**Records to process:**

※

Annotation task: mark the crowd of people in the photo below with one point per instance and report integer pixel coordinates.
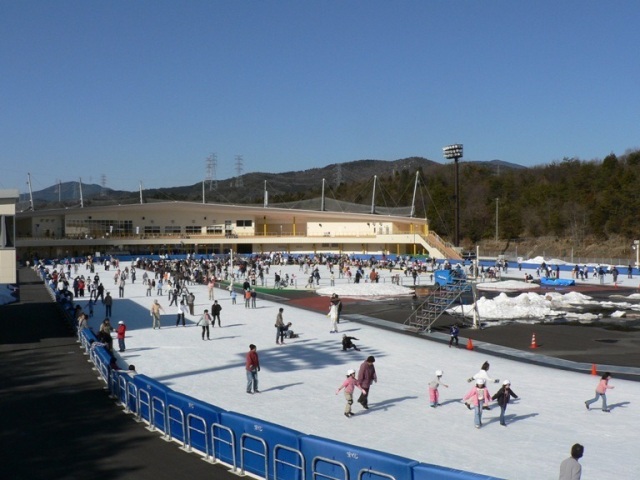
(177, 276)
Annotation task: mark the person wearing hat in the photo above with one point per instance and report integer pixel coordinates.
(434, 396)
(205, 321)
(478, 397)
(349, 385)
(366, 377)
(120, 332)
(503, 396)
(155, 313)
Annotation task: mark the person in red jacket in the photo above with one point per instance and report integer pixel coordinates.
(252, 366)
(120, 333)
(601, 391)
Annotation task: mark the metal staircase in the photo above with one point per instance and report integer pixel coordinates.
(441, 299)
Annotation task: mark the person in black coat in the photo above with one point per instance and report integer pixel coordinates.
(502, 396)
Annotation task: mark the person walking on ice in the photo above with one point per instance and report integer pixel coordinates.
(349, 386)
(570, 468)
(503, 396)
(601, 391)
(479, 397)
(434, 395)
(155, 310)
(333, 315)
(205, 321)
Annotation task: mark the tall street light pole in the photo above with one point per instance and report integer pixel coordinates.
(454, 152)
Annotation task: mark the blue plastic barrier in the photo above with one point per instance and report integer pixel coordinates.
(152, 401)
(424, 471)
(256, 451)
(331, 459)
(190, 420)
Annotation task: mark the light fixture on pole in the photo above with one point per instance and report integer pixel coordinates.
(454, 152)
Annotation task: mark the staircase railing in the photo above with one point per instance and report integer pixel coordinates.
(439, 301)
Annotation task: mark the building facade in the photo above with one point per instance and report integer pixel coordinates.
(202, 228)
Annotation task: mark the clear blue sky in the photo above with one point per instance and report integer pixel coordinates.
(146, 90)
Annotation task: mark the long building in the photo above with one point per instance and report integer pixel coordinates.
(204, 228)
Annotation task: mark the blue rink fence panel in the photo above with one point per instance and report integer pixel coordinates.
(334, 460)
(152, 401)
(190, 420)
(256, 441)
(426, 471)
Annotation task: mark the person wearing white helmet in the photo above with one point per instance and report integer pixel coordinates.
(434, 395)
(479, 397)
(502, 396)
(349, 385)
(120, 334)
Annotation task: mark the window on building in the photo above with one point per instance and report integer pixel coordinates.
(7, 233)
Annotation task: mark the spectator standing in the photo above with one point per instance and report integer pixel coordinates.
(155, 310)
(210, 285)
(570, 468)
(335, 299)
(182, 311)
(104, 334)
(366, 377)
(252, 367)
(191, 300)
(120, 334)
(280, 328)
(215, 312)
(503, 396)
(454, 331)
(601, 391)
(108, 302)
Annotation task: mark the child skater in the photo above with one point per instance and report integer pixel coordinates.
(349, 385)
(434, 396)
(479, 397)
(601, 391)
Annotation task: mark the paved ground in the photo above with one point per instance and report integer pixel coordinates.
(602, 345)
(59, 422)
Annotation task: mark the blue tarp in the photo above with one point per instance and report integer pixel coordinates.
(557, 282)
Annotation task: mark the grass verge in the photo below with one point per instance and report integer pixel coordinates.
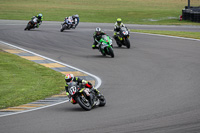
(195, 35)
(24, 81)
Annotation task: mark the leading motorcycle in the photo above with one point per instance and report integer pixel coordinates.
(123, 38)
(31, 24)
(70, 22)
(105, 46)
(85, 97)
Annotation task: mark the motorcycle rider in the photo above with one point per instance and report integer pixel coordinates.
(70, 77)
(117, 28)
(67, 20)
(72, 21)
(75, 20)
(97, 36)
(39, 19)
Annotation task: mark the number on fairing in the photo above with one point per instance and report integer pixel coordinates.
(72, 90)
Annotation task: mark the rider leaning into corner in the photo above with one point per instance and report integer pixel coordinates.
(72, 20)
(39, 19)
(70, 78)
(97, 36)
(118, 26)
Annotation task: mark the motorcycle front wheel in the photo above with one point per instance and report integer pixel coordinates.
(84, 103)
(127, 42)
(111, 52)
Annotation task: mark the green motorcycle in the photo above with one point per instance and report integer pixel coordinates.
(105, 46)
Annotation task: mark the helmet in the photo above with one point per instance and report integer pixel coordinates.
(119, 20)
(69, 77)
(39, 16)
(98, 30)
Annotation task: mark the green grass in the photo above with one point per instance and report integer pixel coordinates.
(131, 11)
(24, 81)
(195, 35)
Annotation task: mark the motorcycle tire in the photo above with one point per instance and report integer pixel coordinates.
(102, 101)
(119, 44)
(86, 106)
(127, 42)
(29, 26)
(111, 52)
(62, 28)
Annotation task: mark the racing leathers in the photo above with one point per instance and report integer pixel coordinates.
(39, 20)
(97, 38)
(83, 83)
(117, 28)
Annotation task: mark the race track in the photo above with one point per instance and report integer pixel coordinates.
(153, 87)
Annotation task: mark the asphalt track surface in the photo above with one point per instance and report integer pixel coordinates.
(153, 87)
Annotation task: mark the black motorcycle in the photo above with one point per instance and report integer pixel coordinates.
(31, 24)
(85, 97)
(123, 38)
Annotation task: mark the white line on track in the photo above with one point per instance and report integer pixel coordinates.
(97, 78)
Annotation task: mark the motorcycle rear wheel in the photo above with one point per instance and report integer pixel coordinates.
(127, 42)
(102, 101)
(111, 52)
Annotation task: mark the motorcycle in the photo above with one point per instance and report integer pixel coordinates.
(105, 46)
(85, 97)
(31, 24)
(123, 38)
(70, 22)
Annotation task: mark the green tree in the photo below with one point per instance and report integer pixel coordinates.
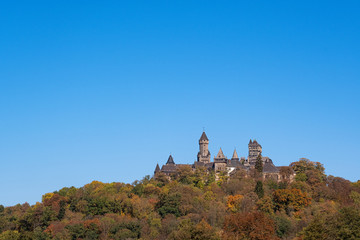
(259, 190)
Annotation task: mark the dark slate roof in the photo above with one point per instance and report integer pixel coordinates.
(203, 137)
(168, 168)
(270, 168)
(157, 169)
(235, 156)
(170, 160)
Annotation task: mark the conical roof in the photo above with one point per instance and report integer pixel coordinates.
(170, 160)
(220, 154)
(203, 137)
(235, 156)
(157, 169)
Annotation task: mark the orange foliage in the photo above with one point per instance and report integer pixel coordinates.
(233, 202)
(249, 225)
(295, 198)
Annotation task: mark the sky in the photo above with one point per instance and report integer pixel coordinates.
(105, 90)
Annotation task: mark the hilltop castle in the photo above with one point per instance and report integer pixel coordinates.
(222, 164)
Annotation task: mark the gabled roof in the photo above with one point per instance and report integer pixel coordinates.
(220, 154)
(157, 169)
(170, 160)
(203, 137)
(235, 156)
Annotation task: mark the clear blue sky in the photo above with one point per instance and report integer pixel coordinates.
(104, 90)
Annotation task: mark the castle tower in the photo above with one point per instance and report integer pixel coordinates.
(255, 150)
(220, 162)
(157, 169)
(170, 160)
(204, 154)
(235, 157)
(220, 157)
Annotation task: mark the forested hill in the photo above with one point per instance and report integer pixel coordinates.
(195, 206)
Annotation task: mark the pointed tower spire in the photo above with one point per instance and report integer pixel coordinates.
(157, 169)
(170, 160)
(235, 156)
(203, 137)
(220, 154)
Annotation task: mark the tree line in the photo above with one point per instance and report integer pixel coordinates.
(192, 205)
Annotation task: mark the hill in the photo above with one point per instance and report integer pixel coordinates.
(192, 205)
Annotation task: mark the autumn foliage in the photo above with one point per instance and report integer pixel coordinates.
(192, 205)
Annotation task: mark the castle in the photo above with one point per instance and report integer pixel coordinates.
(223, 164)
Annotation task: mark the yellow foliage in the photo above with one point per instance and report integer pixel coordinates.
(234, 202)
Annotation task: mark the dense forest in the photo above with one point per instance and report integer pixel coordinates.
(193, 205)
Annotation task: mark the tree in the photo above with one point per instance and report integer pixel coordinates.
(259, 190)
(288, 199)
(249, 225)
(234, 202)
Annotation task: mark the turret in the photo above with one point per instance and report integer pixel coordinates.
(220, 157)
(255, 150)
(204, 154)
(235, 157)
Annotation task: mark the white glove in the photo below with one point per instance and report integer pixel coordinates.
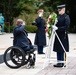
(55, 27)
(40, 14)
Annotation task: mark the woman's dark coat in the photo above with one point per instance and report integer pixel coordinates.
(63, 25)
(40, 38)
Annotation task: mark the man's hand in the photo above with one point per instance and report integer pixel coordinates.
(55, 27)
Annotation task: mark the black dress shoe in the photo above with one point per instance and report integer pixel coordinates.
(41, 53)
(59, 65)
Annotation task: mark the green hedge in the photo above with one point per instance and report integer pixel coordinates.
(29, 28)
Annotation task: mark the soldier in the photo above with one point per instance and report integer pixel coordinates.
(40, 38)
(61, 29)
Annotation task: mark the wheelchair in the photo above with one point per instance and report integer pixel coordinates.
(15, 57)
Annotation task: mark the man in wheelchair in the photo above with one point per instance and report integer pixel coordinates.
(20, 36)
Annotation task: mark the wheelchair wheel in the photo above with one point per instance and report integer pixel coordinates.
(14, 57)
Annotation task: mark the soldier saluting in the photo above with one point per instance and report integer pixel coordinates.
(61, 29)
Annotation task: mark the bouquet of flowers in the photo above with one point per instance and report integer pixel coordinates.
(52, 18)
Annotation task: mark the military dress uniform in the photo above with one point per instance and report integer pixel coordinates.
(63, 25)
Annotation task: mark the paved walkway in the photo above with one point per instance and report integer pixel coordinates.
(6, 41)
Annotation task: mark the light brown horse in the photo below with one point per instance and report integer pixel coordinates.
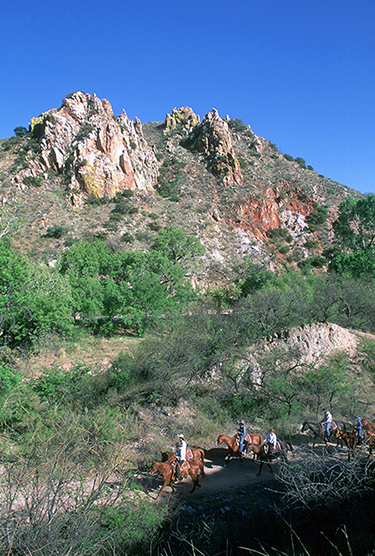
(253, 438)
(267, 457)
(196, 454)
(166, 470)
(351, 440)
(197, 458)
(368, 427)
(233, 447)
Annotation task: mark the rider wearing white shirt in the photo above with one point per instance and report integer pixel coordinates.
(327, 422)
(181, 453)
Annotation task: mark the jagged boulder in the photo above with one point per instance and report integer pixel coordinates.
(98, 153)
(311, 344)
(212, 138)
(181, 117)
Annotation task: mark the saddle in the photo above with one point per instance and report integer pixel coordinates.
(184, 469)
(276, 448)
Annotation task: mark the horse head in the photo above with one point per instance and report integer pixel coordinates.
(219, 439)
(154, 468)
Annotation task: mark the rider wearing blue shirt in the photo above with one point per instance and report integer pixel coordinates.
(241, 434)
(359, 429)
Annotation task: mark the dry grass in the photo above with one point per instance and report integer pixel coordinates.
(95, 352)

※

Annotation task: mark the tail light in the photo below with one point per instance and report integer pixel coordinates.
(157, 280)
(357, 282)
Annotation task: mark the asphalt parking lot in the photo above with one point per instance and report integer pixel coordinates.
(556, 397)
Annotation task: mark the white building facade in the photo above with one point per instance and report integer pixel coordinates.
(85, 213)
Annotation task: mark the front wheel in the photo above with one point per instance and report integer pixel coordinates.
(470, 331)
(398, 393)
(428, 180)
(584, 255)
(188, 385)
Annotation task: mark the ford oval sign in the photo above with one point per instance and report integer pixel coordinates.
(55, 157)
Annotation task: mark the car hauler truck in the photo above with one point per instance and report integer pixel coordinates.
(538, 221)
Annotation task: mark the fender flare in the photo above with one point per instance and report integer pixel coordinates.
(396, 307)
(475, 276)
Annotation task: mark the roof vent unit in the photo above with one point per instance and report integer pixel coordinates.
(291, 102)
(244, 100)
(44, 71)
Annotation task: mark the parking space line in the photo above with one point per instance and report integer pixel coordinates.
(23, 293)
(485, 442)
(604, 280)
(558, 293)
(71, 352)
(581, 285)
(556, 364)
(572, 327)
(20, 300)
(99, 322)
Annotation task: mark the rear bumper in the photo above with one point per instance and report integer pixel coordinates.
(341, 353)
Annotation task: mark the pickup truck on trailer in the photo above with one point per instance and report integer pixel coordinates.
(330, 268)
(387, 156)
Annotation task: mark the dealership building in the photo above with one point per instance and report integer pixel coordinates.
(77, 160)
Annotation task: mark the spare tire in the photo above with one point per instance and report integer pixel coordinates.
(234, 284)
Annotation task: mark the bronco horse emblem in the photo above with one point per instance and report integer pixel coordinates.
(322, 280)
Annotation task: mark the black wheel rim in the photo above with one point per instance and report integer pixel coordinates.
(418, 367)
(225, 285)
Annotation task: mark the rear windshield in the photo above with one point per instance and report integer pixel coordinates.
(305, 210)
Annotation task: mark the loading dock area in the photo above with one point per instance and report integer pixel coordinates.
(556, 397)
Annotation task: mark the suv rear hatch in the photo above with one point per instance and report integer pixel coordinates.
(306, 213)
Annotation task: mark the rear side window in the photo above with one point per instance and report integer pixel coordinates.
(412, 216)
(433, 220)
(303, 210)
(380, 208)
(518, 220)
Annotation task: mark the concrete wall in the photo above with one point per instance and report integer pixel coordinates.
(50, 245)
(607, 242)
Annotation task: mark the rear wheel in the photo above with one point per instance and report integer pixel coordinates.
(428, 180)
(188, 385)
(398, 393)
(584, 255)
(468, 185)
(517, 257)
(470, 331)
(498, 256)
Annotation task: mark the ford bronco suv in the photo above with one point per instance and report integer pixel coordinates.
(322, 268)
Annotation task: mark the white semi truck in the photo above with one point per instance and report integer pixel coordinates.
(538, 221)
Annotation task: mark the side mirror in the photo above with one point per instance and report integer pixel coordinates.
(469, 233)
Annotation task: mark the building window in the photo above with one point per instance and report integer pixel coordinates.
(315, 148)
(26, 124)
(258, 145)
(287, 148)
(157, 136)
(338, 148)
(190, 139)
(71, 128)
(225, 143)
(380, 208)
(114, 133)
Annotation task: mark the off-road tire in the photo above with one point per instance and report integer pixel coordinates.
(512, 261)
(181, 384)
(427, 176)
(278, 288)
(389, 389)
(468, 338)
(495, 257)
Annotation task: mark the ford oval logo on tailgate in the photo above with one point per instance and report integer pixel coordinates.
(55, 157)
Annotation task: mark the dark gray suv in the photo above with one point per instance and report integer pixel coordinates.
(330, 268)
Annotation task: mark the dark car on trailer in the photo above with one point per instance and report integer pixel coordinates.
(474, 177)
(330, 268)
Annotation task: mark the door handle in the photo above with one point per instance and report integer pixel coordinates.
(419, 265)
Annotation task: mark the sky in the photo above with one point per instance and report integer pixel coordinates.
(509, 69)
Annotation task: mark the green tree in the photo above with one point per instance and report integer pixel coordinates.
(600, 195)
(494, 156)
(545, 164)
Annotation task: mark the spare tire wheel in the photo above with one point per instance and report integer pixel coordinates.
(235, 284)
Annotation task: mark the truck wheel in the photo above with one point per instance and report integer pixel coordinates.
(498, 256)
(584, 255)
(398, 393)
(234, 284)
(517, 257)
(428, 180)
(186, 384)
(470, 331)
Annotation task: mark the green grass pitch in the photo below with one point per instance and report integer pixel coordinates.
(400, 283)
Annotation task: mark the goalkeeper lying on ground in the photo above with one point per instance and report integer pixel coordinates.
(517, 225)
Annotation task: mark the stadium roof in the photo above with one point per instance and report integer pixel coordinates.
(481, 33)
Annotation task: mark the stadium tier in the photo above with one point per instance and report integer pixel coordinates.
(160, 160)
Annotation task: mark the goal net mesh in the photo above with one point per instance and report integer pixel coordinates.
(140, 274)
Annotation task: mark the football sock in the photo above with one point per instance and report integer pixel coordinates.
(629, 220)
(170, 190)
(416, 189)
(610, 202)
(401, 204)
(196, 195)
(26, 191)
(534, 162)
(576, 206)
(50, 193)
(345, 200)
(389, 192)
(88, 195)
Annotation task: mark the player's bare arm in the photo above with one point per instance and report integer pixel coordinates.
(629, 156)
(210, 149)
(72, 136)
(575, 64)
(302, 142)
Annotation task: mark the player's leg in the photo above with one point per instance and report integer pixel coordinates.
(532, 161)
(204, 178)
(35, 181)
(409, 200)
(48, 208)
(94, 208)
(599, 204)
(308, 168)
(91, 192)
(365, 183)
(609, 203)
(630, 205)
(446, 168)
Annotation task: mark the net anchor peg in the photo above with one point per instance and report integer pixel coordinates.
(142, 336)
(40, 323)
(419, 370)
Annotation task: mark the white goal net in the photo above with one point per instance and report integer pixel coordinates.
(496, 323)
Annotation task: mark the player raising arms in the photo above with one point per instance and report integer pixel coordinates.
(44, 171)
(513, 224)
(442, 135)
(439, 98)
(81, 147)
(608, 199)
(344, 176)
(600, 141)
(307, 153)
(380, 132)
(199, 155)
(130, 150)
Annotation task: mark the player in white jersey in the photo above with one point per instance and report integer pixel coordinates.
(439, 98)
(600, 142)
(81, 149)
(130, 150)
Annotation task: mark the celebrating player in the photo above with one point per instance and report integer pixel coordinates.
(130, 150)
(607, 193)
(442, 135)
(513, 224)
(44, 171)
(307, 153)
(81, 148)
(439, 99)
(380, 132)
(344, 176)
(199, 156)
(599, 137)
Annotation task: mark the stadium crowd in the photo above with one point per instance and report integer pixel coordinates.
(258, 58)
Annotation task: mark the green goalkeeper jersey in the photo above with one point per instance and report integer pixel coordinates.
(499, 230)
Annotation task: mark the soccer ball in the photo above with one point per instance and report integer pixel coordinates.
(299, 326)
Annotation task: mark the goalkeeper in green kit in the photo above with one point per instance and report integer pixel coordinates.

※

**Job:**
Please state how many lines of the records above contain the string "foliage", treating case as significant, and give only the number.

**Result below:**
3